* **EXERCISE TASK**: Retype all of the records below character for character, leaving out the pictures.

══ DATA FOR THIS TASK

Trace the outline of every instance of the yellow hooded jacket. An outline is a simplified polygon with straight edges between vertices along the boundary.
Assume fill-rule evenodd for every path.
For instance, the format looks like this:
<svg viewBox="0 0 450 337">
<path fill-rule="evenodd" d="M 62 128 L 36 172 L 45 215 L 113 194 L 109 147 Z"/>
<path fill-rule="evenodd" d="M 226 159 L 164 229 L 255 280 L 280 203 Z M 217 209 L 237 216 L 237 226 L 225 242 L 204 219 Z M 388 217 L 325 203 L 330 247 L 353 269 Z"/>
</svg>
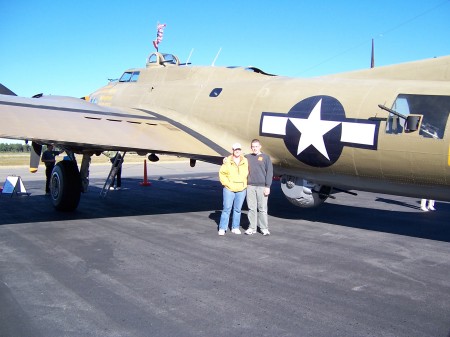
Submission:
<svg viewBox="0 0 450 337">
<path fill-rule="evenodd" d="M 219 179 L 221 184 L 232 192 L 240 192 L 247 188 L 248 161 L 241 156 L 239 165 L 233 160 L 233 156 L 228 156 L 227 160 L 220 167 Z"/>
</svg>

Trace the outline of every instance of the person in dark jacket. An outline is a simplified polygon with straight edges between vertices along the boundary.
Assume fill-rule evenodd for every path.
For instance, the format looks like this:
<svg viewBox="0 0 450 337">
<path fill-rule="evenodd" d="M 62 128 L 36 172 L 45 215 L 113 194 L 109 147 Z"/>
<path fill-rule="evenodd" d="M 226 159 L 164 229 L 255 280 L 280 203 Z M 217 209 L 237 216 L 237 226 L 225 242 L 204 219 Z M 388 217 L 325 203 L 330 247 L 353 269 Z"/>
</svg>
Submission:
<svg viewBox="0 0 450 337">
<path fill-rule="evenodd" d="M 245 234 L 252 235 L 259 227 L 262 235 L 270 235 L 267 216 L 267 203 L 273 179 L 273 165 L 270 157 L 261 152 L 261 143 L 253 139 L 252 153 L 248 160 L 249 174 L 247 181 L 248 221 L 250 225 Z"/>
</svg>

════

* **EXERCISE SOLUTION**:
Trace the outline of every instance of the yellow hooded jacket. An outline is a simplified polygon with straight edges between vertices along the boundary.
Assume fill-rule evenodd for every path.
For instance, the format looks like this:
<svg viewBox="0 0 450 337">
<path fill-rule="evenodd" d="M 62 128 L 36 172 L 45 215 L 113 194 L 109 147 Z"/>
<path fill-rule="evenodd" d="M 226 159 L 164 229 L 255 280 L 280 203 Z M 217 209 L 237 216 L 237 226 L 225 242 L 204 219 Z M 388 217 L 325 203 L 330 247 L 353 269 Z"/>
</svg>
Submission:
<svg viewBox="0 0 450 337">
<path fill-rule="evenodd" d="M 219 179 L 221 184 L 232 192 L 240 192 L 247 188 L 248 161 L 241 156 L 239 165 L 233 160 L 233 156 L 228 156 L 227 160 L 220 167 Z"/>
</svg>

Trace the outline of every instance of the person in dark jacket. An outline is a simplified polygon with straight edges between vertices along the boundary.
Assume fill-rule evenodd for every path.
For instance, the format looks like this:
<svg viewBox="0 0 450 337">
<path fill-rule="evenodd" d="M 62 128 L 36 172 L 45 215 L 113 194 L 109 147 Z"/>
<path fill-rule="evenodd" d="M 226 159 L 164 229 L 255 280 L 280 203 Z M 217 209 L 237 216 L 237 226 L 225 242 L 204 219 Z M 388 217 L 325 203 L 330 247 L 353 269 Z"/>
</svg>
Submission:
<svg viewBox="0 0 450 337">
<path fill-rule="evenodd" d="M 245 234 L 252 235 L 259 227 L 262 235 L 270 235 L 267 216 L 267 203 L 273 179 L 273 165 L 270 157 L 261 152 L 261 143 L 253 139 L 252 153 L 248 160 L 249 174 L 247 181 L 248 221 L 250 225 Z"/>
</svg>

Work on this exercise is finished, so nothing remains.